Print verbatim the lines of the entries from the one containing "of the concrete" to the last, inclusive, and no others.

◆ Extracted records:
------------------------------------------------------------------------
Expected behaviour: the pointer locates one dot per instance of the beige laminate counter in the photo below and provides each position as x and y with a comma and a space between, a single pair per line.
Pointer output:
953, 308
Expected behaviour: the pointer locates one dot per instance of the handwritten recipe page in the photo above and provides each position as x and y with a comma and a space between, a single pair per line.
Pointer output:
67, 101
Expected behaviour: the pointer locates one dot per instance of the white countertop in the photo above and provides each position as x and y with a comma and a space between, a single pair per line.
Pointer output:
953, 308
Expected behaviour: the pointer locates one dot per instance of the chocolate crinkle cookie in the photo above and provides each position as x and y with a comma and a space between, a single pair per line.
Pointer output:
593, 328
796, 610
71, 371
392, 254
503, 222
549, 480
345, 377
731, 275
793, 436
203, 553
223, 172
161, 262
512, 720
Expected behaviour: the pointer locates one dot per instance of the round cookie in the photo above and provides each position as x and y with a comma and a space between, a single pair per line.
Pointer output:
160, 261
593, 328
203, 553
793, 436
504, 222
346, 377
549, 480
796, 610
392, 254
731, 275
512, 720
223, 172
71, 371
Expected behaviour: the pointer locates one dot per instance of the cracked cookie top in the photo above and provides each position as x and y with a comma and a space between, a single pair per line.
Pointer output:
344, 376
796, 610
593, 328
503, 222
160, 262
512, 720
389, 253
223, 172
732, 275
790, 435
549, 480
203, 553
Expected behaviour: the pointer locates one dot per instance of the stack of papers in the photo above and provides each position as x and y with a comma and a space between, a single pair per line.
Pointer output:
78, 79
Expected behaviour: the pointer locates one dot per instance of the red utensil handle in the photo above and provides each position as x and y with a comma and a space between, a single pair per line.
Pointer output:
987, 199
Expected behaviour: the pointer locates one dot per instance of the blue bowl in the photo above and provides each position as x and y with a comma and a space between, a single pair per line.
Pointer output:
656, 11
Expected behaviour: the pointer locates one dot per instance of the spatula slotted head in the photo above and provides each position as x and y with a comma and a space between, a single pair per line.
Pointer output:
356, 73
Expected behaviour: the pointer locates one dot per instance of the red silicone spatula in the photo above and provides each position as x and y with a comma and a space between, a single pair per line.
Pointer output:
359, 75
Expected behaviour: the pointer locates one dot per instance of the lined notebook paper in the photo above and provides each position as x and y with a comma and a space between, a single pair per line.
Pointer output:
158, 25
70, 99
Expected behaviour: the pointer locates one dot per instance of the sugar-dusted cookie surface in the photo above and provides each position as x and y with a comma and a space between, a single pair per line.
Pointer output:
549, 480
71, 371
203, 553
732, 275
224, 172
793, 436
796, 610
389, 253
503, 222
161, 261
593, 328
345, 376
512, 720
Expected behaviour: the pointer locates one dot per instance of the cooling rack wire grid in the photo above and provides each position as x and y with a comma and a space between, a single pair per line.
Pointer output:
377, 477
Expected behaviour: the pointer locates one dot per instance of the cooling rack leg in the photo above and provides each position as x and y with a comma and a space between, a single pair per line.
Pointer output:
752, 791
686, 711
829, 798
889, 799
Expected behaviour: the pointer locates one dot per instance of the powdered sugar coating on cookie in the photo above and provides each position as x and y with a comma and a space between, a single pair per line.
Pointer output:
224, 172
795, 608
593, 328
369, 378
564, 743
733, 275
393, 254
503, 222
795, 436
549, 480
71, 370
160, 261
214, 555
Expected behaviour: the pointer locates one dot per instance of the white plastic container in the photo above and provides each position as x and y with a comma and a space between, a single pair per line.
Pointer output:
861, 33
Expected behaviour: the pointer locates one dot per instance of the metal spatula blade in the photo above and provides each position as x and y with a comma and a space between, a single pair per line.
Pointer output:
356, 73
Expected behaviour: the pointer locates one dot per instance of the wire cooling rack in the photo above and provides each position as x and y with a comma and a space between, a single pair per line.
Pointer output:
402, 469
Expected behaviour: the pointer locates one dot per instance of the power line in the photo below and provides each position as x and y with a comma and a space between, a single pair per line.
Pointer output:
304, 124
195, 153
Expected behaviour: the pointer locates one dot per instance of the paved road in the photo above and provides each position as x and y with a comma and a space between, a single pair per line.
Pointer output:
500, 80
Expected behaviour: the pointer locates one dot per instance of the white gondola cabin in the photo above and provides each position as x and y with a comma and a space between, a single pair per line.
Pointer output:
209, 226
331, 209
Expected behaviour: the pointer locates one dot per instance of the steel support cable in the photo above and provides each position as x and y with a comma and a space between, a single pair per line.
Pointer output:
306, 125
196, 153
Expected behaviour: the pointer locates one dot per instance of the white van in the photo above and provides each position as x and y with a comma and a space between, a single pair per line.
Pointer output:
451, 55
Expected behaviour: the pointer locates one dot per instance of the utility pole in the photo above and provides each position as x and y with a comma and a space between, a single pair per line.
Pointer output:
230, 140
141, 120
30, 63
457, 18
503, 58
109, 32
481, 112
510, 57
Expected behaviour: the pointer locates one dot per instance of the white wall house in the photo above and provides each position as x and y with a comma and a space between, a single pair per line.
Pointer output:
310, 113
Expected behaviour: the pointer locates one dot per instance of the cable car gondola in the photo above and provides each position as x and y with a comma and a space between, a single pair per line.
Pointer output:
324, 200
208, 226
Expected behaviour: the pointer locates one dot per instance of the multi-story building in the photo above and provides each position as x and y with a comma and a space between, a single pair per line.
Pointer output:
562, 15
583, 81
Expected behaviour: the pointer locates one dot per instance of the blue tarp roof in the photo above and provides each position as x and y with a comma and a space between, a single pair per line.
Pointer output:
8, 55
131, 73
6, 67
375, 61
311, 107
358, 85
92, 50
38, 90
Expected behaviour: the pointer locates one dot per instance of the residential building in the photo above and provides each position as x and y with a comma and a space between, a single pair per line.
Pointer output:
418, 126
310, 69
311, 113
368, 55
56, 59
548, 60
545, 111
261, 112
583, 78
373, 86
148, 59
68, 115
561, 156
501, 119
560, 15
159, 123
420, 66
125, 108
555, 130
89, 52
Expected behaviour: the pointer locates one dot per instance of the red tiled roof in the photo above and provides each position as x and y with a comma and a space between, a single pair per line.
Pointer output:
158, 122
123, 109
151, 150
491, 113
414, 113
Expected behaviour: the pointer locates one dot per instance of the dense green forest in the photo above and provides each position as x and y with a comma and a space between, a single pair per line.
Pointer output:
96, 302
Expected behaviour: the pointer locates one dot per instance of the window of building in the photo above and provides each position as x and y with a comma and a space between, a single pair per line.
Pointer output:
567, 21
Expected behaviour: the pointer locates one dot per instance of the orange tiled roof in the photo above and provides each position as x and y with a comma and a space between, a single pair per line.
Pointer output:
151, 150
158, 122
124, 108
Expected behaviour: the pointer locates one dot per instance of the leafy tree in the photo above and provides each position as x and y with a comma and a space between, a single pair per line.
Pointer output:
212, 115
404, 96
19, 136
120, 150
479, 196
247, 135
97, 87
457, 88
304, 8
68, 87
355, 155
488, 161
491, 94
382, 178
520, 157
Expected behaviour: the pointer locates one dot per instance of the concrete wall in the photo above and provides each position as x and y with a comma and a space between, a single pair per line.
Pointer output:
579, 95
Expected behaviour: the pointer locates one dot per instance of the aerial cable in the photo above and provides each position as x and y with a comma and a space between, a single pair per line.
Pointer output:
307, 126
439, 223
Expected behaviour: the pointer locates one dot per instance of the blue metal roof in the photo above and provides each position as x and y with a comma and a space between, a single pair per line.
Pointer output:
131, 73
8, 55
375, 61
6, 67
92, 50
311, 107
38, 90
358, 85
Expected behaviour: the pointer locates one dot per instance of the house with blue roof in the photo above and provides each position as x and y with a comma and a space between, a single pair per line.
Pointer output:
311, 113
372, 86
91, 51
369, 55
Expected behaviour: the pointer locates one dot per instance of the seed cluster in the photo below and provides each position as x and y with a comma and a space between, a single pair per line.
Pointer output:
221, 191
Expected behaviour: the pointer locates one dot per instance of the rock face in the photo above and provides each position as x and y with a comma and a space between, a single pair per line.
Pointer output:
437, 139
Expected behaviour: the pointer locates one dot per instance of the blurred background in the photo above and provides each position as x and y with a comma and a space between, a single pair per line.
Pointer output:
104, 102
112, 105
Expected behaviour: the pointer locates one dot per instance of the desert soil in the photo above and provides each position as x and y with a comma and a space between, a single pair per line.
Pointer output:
------------------------------------------------------------------------
◆ RESULT OF THE EXERCISE:
Expected behaviour: the pointer locates one dot per instance of the concrete wall in the photo above and provides each position as x and y with a comma and a space between, a single pair per line.
Pointer output:
579, 95
Expected behaviour: the pointer locates one dot per instance of the aerial cable in the photo above and provides each position as x and y with a comma and a space between, a single pair per line.
Pointer output:
307, 126
439, 223
Expected behaviour: the pointer locates one dot per instance of the blue metal roof in the photo above and provides each position as x and y with a comma and a space between, a single pair per line.
Pointer output:
131, 73
8, 55
375, 61
6, 67
92, 50
311, 107
38, 90
358, 85
Expected behaviour: the pointer locates one dot per instance of the house with blue roof in the photo above and provides each position as x and y with a comma and a space between, a single pair per line.
Pointer output:
311, 113
372, 86
91, 51
369, 55
Expected behaviour: the pointer locates one dot per instance of the seed cluster in the photo below and provides each position as x and y with a comma and a space between, a single pair per line.
Pointer output:
221, 191
Expected behaviour: the pointer locates one dot per instance of the rock face in the photo above and provides each position as x and y with a comma and a space between, a single pair per line.
Pointer output:
437, 139
Expected behaviour: the pointer locates one dot per instance of the blurred background in the photo above and provides each position as x and y with a comma and a space between, a single pair per line.
Pointer output:
104, 102
112, 105
Expected behaviour: the pointer locates one dot per instance of the desert soil in the photo above and provides each position as x and y with a comma and a space between, a single pair per line.
Pointer output:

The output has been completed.